[START OF Supplied data]

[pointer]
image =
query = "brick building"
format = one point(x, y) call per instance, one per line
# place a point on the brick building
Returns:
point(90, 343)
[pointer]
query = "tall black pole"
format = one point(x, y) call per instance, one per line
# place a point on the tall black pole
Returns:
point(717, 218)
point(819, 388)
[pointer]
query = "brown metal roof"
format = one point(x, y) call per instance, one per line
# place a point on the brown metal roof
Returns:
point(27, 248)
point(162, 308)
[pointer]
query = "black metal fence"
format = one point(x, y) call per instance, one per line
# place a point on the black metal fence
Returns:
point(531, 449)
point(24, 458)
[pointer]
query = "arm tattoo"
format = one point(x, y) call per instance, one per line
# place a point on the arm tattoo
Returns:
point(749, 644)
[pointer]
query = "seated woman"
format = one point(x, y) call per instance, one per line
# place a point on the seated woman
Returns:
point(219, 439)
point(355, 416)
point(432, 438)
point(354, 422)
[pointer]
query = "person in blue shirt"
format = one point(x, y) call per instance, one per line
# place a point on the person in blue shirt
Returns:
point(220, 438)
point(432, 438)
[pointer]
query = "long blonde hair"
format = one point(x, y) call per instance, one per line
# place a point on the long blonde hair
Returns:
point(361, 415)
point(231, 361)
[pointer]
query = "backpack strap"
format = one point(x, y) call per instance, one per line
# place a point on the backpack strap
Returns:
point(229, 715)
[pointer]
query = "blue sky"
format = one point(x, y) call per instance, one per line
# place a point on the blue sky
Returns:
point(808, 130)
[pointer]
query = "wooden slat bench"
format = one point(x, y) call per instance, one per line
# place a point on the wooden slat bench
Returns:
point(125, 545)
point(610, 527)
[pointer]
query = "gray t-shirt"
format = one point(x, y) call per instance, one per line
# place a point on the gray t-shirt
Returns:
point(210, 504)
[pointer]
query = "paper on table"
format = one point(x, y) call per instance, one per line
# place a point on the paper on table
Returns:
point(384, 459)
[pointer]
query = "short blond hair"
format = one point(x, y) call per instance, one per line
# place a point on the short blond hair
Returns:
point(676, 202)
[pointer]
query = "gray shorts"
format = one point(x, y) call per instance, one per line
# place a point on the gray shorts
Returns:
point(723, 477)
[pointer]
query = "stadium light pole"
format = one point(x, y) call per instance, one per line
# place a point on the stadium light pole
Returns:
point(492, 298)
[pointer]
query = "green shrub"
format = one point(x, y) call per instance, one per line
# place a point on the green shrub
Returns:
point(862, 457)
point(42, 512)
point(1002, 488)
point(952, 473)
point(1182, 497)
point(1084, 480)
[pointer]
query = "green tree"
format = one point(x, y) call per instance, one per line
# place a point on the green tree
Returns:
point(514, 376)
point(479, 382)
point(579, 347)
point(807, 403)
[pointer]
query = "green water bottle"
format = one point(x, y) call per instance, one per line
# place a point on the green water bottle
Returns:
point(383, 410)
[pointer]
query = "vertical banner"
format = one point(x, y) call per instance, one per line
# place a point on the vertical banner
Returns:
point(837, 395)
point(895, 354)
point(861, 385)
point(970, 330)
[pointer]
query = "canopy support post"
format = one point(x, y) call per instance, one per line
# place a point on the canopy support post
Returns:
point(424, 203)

[END OF Supplied data]

Pull out every line of the data above that contains the word "canopy", and list those lines in their original order.

Response to the exercise
query = "canopy support post"
# place a point on the canopy support post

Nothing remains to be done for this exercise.